The problem =
The answer must be one number: how many lines below contain the word "polo".

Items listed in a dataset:
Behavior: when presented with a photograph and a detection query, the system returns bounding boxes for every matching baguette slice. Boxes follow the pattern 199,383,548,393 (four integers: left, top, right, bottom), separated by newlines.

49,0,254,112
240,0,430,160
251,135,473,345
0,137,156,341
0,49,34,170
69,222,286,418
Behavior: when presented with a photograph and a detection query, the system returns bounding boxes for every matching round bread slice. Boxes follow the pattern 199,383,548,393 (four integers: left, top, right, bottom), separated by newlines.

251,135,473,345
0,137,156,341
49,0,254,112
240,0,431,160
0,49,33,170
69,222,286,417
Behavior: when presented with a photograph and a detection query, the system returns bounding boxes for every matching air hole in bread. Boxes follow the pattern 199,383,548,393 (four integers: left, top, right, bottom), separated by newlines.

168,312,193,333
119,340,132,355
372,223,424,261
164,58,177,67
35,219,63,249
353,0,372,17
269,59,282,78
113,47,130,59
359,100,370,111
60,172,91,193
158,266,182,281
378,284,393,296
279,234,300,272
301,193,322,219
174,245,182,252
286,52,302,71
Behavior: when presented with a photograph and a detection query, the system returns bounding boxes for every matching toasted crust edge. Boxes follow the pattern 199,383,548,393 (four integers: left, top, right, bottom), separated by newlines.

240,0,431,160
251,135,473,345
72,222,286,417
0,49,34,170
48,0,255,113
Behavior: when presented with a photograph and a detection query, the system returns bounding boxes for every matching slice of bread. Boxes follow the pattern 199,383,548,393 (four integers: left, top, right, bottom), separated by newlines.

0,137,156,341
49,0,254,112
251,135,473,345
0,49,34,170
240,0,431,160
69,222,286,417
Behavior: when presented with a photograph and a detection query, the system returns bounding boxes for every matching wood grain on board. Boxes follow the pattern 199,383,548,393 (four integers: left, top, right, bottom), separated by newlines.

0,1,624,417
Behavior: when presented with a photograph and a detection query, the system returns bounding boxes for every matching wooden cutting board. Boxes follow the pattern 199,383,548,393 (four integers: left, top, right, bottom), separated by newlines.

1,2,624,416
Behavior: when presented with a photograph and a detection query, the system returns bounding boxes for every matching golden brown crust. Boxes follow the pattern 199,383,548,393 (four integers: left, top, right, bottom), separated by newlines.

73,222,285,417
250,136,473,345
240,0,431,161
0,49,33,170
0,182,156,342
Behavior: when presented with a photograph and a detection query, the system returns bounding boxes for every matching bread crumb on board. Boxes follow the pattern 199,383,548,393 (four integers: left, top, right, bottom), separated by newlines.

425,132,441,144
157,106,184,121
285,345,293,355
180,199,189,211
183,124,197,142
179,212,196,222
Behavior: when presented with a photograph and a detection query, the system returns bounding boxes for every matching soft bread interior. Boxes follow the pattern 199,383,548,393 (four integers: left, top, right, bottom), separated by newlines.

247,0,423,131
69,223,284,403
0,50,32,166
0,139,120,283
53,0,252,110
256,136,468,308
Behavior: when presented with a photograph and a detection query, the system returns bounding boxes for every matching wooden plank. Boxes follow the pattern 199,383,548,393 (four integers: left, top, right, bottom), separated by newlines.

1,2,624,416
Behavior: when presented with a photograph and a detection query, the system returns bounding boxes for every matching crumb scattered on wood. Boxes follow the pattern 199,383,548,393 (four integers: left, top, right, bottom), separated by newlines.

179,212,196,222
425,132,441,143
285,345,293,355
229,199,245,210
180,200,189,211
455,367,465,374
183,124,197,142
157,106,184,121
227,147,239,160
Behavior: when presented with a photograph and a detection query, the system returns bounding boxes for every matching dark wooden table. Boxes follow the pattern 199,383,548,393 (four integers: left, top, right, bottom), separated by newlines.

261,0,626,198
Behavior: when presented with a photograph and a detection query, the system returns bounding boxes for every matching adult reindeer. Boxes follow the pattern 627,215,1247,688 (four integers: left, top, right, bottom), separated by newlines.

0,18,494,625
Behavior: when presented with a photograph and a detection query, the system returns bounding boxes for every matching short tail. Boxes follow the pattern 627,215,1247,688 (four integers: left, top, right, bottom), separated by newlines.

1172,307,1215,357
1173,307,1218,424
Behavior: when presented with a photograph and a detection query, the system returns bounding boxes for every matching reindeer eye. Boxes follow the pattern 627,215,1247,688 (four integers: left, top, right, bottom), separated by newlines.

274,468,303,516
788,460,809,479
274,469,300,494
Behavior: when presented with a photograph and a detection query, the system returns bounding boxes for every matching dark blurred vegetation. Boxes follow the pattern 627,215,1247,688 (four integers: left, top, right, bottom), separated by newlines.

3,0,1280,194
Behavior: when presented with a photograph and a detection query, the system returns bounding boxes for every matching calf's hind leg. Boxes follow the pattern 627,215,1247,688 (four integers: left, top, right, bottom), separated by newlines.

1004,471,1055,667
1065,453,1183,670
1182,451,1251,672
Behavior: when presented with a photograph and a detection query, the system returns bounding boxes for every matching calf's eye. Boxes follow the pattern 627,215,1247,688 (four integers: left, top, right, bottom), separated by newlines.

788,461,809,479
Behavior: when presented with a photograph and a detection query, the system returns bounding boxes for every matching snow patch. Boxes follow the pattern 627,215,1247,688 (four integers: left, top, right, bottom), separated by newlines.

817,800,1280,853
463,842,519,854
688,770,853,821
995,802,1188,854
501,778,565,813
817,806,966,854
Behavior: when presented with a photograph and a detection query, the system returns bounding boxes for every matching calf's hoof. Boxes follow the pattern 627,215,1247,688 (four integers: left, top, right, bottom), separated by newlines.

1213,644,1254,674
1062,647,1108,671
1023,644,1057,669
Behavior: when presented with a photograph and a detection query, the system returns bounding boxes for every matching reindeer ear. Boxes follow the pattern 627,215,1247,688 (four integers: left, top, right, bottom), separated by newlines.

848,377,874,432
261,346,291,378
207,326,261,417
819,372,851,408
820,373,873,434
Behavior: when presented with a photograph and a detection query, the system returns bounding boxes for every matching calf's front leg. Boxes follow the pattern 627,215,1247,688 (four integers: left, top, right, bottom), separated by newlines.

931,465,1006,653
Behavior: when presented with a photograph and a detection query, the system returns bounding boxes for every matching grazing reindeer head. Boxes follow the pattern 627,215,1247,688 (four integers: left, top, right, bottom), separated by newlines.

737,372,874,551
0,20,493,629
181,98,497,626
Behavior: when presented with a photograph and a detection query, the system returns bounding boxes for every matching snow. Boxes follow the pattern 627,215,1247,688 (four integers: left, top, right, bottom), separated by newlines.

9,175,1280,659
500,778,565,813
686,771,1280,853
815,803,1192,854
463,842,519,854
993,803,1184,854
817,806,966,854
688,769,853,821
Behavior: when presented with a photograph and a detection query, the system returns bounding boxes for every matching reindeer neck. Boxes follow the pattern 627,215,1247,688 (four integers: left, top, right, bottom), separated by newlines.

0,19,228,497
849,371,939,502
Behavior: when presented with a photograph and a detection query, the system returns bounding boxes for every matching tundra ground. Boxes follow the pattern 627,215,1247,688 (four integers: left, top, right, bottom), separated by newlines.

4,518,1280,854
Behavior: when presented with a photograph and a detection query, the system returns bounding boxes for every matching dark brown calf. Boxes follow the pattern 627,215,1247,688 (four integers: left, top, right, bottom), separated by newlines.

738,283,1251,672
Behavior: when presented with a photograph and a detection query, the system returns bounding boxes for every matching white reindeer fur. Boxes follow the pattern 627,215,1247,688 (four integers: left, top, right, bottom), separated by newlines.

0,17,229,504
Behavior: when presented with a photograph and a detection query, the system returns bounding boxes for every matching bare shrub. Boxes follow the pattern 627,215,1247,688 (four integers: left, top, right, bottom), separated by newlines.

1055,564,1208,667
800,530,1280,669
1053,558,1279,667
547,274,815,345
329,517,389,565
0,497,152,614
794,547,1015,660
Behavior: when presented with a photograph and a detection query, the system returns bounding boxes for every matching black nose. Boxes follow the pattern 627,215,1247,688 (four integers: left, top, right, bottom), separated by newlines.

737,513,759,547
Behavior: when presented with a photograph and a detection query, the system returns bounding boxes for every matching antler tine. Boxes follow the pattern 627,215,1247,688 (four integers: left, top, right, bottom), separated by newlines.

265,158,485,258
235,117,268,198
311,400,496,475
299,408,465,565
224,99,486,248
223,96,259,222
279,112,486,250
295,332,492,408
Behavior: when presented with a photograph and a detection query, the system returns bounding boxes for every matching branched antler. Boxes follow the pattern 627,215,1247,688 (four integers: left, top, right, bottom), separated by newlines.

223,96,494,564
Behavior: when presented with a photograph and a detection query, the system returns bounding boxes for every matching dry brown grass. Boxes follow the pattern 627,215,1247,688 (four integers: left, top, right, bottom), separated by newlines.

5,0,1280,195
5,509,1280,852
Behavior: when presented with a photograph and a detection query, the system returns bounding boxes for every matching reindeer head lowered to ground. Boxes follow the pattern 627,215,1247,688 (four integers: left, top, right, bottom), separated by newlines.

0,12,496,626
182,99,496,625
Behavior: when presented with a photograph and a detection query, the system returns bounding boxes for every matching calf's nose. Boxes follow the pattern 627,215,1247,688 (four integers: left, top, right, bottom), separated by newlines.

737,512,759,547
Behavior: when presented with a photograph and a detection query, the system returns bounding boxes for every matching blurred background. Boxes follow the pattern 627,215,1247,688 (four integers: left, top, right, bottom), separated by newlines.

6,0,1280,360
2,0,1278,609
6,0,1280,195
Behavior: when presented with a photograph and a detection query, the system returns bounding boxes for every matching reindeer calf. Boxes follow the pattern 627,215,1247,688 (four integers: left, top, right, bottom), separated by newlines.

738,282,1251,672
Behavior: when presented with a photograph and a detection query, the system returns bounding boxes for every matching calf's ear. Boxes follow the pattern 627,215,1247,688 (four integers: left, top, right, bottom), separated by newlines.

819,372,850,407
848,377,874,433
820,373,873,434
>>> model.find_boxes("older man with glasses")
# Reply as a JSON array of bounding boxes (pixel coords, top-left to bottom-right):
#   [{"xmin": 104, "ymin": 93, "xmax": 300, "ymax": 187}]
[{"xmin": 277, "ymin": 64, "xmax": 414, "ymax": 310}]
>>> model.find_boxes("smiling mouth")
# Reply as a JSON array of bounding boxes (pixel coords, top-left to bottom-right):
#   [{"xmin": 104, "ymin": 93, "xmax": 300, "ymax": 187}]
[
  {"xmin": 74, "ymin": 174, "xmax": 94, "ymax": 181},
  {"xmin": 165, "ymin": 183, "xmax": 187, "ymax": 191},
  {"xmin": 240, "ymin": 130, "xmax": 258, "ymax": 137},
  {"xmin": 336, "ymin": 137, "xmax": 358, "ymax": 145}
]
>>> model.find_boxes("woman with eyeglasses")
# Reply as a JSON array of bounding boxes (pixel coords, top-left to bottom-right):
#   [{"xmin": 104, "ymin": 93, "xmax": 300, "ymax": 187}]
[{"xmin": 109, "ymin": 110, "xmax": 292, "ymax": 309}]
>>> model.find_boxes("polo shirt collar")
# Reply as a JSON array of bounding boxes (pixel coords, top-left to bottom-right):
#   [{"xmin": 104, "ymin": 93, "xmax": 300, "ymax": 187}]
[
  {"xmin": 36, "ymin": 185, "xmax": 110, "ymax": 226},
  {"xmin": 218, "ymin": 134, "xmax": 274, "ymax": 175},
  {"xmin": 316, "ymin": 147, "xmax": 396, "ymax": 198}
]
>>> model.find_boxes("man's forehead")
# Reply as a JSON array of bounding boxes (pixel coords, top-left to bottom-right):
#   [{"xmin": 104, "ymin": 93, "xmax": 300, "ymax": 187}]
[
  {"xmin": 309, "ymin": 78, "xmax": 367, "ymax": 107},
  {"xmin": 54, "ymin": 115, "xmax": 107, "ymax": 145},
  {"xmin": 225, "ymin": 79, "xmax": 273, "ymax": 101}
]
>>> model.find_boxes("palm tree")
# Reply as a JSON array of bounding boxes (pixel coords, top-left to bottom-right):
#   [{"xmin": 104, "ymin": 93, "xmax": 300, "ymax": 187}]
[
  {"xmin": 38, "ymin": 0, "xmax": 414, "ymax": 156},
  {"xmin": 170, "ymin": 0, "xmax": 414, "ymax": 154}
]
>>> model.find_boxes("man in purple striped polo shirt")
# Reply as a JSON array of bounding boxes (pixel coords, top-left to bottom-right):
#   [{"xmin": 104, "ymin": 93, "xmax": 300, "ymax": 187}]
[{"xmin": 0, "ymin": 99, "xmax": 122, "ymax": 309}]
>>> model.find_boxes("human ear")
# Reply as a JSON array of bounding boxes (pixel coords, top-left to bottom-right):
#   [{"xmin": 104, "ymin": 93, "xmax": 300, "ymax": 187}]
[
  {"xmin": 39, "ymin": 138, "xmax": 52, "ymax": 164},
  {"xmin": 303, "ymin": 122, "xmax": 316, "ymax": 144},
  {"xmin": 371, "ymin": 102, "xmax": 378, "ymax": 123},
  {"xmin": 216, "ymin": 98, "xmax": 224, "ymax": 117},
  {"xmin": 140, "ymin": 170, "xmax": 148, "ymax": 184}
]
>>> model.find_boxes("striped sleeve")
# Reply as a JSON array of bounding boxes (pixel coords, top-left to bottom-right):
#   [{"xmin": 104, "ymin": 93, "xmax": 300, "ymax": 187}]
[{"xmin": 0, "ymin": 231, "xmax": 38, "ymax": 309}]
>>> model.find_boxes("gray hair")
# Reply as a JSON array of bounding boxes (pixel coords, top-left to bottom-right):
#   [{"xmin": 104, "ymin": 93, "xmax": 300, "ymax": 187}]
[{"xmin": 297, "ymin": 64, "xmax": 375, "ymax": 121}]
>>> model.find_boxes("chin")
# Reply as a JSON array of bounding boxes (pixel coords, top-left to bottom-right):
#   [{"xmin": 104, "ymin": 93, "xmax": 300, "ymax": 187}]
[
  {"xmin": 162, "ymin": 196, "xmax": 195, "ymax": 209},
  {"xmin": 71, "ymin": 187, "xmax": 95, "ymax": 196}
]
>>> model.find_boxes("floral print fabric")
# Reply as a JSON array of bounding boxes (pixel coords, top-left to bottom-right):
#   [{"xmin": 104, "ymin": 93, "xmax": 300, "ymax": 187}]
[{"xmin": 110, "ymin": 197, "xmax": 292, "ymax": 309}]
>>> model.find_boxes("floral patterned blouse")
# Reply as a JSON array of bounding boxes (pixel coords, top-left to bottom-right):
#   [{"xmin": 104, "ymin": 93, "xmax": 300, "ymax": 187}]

Result of this task =
2